##### Data excerpts #####

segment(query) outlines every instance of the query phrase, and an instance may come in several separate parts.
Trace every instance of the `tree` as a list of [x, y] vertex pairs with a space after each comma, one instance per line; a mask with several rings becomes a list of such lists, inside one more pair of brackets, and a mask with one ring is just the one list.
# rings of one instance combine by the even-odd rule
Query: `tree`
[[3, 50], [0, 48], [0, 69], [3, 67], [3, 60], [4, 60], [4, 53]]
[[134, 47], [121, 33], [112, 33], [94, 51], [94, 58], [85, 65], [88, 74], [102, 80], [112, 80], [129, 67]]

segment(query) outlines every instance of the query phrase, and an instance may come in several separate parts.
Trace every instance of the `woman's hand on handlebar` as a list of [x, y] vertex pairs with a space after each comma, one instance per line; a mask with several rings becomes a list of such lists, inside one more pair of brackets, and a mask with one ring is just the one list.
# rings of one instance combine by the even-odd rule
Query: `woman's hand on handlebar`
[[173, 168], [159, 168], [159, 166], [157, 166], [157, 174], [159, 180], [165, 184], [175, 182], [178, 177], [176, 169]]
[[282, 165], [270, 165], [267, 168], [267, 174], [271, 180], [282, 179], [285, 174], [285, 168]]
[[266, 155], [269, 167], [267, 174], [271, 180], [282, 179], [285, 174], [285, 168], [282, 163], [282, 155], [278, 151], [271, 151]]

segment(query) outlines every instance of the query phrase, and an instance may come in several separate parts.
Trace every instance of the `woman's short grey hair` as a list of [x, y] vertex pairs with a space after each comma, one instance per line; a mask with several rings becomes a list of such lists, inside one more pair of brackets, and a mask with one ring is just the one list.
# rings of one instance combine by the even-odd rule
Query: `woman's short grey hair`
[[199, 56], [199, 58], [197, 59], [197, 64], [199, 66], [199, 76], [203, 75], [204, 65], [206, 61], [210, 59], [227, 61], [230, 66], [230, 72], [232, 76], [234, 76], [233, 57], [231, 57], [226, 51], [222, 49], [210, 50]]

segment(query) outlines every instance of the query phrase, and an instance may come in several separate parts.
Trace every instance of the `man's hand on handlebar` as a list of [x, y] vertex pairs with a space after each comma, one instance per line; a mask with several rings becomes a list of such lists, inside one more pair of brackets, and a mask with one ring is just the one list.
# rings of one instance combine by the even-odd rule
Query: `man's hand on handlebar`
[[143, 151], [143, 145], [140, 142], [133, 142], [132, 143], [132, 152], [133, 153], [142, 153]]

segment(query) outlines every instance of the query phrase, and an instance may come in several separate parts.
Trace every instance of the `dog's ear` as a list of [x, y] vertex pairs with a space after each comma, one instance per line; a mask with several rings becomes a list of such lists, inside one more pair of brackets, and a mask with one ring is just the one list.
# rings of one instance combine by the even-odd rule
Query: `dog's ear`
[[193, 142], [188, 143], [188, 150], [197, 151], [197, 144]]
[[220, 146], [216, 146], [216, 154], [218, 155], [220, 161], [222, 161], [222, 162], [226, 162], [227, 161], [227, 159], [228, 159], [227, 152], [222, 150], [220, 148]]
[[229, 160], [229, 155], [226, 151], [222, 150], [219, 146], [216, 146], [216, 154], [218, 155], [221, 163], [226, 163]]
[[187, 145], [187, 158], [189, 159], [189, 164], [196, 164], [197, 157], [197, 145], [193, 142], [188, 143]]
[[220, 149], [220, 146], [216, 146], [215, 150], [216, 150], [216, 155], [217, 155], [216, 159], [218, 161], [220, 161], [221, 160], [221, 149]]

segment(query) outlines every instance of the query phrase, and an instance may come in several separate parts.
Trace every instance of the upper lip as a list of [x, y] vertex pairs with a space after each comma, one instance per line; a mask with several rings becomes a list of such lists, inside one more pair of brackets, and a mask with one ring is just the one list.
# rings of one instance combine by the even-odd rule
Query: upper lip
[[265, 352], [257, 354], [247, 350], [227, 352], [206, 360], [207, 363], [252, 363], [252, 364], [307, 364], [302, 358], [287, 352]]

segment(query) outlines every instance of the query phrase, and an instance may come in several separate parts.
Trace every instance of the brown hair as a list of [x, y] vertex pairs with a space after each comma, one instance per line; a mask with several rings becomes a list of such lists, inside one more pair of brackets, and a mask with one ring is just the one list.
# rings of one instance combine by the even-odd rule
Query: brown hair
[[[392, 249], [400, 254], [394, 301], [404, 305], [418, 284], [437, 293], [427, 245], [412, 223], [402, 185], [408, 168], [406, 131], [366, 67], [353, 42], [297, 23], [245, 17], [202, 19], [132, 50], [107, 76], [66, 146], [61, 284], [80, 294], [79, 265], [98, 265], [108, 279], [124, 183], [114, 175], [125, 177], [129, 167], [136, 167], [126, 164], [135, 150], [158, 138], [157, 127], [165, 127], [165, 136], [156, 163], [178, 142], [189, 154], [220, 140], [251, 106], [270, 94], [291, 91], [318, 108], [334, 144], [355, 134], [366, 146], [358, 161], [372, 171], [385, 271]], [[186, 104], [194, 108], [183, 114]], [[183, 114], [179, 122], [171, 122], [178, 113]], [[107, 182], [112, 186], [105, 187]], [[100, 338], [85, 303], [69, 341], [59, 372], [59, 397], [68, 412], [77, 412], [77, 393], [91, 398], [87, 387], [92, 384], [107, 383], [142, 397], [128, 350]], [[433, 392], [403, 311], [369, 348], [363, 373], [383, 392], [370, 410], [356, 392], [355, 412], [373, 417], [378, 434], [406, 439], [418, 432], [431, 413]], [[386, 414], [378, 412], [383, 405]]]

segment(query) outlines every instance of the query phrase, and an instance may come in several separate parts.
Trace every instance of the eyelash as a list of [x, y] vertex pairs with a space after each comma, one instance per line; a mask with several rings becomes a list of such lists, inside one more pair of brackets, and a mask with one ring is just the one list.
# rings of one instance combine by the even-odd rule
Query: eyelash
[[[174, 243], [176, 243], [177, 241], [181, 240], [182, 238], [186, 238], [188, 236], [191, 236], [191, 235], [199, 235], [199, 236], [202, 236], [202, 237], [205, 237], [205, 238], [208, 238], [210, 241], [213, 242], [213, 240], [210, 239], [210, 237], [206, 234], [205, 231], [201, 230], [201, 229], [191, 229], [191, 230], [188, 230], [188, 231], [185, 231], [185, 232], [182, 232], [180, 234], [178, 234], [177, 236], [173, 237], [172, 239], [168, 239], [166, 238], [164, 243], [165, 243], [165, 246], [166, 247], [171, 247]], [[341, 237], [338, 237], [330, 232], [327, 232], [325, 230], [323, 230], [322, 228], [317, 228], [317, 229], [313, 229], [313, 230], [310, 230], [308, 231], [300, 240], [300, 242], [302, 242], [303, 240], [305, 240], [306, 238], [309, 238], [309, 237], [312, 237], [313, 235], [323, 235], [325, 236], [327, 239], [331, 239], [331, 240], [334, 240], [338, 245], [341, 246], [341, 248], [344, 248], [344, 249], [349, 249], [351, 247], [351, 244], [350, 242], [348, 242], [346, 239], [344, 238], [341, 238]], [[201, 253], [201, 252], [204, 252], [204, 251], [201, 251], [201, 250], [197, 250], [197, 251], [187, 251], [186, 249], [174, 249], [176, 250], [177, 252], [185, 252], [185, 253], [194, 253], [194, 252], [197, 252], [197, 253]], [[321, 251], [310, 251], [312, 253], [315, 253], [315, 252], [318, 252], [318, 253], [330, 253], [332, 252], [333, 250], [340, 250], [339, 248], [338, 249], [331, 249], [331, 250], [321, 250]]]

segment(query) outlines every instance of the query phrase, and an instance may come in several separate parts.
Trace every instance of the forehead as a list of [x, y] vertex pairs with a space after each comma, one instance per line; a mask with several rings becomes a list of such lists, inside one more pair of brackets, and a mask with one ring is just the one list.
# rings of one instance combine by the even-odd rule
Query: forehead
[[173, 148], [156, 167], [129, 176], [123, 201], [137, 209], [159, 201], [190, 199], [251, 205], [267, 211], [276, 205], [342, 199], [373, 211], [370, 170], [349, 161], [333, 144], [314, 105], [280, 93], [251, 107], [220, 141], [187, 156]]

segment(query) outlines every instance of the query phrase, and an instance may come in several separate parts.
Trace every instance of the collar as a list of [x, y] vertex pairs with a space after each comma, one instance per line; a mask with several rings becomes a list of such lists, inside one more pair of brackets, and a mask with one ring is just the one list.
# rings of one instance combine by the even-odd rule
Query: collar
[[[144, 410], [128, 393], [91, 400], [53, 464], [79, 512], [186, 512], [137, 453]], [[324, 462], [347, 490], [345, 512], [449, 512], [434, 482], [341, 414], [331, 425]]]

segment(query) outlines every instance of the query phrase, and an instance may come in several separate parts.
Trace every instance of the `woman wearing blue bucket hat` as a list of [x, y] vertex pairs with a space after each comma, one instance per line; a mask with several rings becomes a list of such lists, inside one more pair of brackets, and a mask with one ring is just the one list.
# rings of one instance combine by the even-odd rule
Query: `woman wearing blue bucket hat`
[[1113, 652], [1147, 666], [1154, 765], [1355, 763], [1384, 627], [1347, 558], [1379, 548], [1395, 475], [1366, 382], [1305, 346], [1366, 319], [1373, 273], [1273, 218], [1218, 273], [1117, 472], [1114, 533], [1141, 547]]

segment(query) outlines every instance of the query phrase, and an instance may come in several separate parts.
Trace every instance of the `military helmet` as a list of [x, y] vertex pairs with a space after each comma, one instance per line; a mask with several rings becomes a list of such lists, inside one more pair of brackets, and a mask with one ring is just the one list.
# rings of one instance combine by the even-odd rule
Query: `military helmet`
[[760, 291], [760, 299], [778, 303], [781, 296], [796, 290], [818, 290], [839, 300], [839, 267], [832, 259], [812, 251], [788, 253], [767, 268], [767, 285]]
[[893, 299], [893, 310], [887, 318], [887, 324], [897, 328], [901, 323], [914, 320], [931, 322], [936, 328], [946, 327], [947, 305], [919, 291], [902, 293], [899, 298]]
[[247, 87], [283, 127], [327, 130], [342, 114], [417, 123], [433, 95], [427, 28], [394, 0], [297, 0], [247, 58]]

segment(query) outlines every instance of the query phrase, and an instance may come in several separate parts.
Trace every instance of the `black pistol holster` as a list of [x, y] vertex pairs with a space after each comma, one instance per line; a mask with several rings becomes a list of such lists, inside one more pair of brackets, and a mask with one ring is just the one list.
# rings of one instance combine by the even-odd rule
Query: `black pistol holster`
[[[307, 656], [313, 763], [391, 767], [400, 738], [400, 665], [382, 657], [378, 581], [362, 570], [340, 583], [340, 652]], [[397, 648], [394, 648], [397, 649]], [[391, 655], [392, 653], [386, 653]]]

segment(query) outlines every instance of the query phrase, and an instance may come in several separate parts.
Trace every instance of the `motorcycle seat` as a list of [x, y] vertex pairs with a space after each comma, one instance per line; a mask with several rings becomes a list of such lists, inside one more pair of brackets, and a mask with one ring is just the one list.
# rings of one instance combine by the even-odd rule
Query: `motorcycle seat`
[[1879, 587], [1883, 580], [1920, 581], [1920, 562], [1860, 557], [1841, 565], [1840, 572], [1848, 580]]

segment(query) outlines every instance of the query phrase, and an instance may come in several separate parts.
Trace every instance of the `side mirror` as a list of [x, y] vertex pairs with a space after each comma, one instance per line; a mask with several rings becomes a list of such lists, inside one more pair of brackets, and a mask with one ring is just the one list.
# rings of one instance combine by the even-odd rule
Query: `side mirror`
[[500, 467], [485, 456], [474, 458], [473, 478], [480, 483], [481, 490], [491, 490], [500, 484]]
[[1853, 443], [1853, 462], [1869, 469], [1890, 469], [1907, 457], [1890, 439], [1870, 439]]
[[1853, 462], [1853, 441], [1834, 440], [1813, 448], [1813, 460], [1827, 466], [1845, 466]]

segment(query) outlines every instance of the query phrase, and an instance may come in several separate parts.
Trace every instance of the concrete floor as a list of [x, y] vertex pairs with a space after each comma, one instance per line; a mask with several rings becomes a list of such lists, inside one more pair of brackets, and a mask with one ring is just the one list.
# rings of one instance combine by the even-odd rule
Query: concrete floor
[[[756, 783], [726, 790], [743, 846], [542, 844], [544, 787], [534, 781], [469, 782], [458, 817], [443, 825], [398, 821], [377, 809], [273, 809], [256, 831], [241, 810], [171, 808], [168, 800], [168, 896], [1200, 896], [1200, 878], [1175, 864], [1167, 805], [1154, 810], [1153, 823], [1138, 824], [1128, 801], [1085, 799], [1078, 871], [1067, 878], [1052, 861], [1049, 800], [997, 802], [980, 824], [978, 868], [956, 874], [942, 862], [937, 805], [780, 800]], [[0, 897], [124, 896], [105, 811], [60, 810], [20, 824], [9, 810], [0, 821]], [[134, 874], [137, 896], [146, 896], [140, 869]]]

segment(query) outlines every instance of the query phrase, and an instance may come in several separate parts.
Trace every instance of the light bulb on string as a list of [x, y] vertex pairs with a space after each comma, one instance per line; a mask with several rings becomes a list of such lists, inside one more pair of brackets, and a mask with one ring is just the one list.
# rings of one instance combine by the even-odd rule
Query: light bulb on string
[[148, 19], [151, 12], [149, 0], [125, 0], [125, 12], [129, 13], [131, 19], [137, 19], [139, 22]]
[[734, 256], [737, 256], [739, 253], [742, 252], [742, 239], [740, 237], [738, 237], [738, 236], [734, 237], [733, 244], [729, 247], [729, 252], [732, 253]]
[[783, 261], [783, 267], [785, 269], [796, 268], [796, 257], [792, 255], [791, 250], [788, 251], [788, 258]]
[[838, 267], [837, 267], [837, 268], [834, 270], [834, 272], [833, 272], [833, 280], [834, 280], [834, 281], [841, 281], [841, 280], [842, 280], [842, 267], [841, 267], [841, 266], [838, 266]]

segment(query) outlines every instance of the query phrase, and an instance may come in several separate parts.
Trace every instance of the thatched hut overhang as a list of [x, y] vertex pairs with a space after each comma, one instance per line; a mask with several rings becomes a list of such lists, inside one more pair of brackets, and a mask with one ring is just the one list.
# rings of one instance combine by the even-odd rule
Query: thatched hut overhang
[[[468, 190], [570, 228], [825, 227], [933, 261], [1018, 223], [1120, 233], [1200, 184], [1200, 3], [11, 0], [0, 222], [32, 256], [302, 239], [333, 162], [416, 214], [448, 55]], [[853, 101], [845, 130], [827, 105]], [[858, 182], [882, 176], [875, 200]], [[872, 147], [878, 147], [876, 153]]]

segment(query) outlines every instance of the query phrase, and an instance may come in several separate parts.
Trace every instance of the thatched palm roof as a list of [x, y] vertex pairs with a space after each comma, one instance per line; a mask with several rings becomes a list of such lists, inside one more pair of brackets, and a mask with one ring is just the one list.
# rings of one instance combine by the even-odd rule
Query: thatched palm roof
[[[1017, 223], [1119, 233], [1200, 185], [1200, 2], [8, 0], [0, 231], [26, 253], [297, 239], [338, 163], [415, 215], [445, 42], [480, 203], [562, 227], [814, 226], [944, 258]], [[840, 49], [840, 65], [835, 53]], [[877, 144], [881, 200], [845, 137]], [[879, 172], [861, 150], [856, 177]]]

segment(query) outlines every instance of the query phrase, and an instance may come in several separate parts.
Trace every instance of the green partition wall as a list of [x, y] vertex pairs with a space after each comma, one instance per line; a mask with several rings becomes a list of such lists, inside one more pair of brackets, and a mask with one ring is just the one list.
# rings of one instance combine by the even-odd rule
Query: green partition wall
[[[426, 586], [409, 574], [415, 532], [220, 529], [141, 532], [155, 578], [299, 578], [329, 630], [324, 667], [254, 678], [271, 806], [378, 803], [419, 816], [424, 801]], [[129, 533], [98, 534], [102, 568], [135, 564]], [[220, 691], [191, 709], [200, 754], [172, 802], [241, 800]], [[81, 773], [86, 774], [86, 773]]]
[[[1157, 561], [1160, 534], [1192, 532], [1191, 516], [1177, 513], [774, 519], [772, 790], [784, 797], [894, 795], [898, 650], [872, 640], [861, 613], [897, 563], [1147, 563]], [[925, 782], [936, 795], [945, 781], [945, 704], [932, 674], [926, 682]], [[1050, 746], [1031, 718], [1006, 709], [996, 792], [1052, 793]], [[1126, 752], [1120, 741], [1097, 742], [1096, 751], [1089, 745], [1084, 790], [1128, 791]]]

#####

▶ [Aim of the exercise]: Would you quote everything above from the line containing "Trace every instance of the thatched palm" down to the line containing "Trace every instance of the green"? Include both of those lines and nothing else.

▶ [Written answer]:
Trace every instance of the thatched palm roof as a list of [x, y] vertex pairs with a space after each comma, one instance per line; a mask with several rings becomes a list of such lists, inside one more pair of brackets, and a mask with one ring is just the one list.
# rings of one instance combine by the even-odd rule
Query: thatched palm roof
[[[1017, 223], [1119, 233], [1200, 185], [1200, 2], [8, 0], [0, 231], [26, 253], [297, 239], [338, 163], [415, 215], [445, 42], [480, 203], [562, 227], [814, 226], [944, 258]], [[840, 49], [840, 65], [835, 53]], [[877, 144], [881, 200], [845, 137]], [[879, 172], [861, 150], [856, 177]]]

segment(query) outlines every instance of the query phrase, and an instance may come in several separate parts.
Trace every instance of the green partition wall as a list of [x, y] vertex pairs with a space after each comma, one instance per line; a mask with several rings becomes a list of such lists, inside one more pair of brackets, and a mask with one ring is just the one list.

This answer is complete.